• [EXERCISE GOAL]: Check each line of the listing for the word "below" and report the ones that have it.

• [SUPPLIED DATA]:
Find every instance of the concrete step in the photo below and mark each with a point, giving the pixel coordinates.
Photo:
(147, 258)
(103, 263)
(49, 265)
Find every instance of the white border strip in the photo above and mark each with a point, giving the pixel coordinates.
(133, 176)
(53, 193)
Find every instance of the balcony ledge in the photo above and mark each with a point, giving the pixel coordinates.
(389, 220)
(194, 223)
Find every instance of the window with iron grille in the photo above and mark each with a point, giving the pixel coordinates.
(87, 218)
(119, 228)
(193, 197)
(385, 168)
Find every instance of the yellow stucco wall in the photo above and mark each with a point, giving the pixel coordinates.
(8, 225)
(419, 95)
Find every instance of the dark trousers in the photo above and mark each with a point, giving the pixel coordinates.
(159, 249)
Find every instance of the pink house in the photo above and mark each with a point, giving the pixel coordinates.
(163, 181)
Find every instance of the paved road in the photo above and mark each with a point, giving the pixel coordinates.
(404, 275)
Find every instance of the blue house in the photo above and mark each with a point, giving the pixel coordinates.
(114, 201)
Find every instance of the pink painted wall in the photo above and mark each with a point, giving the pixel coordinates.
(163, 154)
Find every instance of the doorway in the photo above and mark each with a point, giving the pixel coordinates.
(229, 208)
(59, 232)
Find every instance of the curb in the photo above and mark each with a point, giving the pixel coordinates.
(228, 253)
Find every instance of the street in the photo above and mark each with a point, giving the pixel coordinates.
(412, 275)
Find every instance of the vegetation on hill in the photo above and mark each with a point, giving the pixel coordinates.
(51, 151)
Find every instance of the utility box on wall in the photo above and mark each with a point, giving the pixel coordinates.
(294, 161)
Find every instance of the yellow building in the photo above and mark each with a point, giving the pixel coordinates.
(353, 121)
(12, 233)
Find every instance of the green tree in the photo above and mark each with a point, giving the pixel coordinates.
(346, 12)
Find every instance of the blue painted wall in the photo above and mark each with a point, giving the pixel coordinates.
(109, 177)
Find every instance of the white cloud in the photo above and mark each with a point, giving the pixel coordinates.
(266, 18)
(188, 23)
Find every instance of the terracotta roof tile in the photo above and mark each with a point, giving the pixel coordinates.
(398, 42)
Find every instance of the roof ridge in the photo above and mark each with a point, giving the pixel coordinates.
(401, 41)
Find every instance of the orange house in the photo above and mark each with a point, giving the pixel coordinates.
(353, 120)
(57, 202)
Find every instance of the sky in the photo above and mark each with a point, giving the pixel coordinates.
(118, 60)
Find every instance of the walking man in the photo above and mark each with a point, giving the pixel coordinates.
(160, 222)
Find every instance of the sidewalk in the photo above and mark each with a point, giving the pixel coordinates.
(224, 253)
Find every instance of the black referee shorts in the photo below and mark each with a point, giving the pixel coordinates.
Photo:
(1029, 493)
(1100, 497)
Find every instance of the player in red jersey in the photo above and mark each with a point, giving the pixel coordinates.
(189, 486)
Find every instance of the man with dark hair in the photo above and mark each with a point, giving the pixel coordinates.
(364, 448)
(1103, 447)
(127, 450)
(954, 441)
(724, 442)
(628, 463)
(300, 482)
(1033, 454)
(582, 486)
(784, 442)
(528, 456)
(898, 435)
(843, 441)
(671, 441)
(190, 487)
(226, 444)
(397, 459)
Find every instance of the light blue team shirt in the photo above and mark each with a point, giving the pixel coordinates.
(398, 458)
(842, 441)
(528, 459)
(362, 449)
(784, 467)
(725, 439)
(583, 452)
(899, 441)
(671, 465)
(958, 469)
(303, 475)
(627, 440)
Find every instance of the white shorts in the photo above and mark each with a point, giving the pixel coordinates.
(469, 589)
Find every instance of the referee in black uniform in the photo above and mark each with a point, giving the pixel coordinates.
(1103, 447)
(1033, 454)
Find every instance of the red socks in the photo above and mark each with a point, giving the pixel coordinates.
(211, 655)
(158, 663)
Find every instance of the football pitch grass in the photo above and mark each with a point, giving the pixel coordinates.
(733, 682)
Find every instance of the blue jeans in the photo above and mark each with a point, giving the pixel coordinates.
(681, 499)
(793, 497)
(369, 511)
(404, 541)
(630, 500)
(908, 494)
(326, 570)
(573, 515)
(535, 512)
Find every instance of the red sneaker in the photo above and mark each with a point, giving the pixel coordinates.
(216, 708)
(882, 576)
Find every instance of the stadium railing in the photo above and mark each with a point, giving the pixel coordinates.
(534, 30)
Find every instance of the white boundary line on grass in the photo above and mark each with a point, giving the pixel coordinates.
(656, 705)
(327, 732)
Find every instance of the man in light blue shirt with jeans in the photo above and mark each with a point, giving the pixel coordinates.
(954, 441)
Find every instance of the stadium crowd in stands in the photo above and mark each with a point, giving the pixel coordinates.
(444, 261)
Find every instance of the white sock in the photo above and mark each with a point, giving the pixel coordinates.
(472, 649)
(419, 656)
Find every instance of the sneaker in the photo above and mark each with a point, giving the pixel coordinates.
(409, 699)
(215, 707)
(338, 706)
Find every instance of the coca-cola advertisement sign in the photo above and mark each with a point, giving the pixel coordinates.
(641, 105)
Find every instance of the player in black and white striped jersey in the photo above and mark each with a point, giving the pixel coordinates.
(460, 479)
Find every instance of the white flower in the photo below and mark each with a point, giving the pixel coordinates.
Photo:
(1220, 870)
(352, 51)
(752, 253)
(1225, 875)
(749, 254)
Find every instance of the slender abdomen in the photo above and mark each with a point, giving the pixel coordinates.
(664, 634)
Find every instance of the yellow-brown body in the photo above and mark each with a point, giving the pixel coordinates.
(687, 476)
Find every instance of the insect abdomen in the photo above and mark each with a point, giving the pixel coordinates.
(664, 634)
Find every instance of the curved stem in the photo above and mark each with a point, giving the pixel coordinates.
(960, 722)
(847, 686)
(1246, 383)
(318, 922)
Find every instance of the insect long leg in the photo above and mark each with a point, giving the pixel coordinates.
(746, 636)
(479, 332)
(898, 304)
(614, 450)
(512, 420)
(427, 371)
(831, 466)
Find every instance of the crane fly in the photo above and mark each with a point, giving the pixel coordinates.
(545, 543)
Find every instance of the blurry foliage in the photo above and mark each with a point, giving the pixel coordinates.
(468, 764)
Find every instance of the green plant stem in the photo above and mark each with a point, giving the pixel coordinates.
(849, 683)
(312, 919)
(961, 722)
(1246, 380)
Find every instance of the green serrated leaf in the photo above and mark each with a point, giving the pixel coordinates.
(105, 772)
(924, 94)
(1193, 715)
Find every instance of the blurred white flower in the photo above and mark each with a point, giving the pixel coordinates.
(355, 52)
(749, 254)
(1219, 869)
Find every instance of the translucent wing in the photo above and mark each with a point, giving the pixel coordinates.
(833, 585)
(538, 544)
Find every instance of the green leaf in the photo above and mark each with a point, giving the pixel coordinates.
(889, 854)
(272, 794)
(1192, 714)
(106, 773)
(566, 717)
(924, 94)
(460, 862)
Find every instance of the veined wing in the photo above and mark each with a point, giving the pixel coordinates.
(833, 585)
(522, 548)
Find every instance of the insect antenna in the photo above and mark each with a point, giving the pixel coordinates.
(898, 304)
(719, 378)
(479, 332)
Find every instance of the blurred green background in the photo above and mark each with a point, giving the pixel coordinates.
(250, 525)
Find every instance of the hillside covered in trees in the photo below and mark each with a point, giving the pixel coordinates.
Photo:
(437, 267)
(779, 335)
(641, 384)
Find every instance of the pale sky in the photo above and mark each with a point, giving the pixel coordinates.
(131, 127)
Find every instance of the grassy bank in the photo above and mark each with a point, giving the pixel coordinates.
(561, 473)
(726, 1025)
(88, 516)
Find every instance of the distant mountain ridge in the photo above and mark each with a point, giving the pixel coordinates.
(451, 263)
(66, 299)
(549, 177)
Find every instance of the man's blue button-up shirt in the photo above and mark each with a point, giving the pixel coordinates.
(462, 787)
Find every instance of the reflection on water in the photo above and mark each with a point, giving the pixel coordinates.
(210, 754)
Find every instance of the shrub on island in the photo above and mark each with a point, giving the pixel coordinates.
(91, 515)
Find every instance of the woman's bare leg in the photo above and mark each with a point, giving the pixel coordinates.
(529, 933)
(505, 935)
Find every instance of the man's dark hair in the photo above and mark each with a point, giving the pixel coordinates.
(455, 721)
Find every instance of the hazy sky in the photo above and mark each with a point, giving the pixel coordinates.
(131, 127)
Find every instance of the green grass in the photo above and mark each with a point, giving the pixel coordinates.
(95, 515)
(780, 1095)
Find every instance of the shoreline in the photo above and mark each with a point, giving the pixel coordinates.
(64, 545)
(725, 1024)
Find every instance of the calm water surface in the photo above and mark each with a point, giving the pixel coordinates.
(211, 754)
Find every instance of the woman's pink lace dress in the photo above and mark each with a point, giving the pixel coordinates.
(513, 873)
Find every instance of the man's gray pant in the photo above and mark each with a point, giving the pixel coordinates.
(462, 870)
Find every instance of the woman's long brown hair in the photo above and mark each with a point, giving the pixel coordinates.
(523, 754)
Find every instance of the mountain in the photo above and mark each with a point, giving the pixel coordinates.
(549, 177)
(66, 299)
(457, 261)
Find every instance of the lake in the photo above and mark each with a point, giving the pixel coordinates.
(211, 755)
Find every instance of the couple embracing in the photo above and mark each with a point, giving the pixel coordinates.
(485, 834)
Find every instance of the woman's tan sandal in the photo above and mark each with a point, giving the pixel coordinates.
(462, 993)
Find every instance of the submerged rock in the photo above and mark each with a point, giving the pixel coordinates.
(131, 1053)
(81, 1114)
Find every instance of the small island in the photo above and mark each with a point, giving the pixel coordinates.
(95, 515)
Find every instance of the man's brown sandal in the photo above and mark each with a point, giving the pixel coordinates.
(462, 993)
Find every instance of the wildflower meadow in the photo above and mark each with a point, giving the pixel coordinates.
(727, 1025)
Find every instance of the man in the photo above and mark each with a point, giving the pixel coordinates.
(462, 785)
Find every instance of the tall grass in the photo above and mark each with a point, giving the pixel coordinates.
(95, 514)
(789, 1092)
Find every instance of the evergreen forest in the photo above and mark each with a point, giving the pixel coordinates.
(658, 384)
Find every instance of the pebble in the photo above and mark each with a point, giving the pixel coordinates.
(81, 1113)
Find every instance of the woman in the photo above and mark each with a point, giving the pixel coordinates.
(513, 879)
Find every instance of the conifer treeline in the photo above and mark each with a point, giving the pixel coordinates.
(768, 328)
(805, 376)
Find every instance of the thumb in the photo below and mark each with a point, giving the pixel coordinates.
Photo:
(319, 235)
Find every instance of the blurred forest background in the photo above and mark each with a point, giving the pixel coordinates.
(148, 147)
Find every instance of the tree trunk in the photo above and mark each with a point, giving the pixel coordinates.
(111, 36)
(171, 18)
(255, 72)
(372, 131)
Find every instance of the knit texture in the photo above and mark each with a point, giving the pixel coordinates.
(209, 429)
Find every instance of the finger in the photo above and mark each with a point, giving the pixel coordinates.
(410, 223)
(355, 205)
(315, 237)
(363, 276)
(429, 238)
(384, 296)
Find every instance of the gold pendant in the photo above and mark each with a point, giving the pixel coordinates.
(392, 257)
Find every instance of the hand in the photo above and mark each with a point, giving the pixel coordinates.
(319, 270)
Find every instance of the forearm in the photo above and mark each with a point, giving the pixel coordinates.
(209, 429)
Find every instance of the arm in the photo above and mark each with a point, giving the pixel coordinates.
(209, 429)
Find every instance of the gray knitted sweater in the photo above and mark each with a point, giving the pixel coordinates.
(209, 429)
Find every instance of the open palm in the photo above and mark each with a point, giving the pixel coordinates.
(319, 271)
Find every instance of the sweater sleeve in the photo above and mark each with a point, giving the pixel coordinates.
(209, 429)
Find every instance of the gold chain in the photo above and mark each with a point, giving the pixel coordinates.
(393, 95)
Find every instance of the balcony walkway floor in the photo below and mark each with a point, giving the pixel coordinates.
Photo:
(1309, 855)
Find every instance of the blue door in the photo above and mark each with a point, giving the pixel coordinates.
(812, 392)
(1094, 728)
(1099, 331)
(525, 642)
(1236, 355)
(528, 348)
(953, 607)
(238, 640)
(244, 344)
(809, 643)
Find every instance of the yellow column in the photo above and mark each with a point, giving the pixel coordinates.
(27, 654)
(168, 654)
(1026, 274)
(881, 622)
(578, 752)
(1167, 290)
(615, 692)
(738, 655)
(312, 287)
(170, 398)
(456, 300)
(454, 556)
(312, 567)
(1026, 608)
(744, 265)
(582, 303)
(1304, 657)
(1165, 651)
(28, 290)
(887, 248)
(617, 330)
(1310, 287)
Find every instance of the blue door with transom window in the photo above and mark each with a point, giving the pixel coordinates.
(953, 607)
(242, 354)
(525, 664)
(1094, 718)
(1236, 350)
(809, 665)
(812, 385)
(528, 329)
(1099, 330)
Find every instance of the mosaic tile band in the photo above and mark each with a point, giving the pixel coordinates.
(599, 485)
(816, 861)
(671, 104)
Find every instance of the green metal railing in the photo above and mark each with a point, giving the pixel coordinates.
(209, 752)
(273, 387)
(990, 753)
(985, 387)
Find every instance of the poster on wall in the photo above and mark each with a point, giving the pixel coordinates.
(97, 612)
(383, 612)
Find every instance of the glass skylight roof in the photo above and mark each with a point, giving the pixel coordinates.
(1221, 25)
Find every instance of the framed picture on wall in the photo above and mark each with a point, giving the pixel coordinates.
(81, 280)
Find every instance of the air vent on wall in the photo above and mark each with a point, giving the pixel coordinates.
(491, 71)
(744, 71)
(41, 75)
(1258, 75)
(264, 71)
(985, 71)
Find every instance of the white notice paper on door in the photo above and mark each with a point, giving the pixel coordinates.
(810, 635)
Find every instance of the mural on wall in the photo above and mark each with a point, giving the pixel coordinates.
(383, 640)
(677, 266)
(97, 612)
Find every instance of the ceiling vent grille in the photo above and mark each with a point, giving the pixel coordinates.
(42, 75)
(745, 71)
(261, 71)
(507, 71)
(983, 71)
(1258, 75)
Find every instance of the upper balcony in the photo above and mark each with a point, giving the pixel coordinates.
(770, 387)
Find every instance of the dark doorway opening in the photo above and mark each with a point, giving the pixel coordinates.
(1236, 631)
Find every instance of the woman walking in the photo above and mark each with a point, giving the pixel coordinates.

• [OUTPUT OF THE EXERCISE]:
Find every instance of the concrete step in the photo below and mark each with a point, giving the pixel coordinates.
Find every instance of the black referee shorts in the photo below and mark each with a point, giving the pixel coordinates.
Find every instance of the white flower in the photo below and mark each with a point, giving the pixel coordinates.
Find every instance of the hillside covered in trees in the photo below and mark each with a point, giving the pixel coordinates.
Find every instance of the thumb in the photo below and mark each with a point, giving the pixel coordinates.
Find every instance of the balcony walkway floor in the photo below and mark each with a point, giving the pixel coordinates.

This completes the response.